[DESCRIPTION OF THE TASK]: How many lines in the entries below contain the word "flower"? Reply with the number alone.

[Object location annotation entries]
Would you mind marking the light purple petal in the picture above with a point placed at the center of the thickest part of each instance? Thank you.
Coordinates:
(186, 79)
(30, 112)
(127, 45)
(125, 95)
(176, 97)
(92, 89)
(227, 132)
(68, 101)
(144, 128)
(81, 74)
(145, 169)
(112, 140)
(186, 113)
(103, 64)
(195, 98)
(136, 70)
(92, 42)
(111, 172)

--

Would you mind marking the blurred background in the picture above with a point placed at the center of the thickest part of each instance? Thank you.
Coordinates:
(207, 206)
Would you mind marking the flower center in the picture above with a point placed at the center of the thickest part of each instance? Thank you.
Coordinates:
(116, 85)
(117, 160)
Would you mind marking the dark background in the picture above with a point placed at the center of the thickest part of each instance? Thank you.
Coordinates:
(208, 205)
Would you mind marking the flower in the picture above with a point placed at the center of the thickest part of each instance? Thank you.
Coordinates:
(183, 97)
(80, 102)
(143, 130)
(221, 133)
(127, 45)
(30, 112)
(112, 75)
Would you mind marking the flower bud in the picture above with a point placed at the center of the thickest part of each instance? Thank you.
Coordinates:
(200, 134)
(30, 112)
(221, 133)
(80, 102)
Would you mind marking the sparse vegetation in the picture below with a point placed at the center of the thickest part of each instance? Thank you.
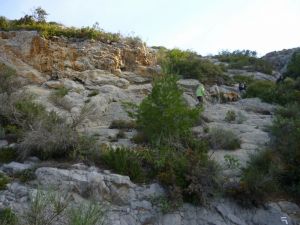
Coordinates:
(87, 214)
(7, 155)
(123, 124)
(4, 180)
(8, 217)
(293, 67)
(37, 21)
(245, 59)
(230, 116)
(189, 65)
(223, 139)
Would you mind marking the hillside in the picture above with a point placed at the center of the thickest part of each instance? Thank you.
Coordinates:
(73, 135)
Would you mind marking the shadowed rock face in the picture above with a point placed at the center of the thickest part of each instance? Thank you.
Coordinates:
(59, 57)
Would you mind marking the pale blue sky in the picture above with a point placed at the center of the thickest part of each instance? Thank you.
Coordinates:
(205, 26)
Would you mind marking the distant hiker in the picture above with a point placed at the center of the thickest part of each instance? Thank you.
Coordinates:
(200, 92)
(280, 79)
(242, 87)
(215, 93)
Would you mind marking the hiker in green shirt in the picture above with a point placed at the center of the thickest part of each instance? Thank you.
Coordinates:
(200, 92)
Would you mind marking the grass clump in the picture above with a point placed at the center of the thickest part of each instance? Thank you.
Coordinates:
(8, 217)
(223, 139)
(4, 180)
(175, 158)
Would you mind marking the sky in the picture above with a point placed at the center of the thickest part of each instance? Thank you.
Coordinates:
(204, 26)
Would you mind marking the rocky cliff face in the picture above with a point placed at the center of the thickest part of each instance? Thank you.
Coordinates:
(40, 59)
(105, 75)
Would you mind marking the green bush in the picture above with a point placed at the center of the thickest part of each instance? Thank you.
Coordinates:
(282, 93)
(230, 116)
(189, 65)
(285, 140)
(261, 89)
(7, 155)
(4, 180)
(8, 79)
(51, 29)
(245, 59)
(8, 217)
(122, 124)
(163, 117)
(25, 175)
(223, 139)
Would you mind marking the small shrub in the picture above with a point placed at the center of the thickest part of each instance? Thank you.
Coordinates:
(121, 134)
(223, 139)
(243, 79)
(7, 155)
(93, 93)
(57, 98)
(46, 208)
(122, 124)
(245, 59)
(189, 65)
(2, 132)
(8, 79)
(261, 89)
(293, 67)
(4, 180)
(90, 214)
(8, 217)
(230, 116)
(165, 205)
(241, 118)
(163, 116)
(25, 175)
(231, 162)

[OUTPUT FOR THIS EXERCISE]: 3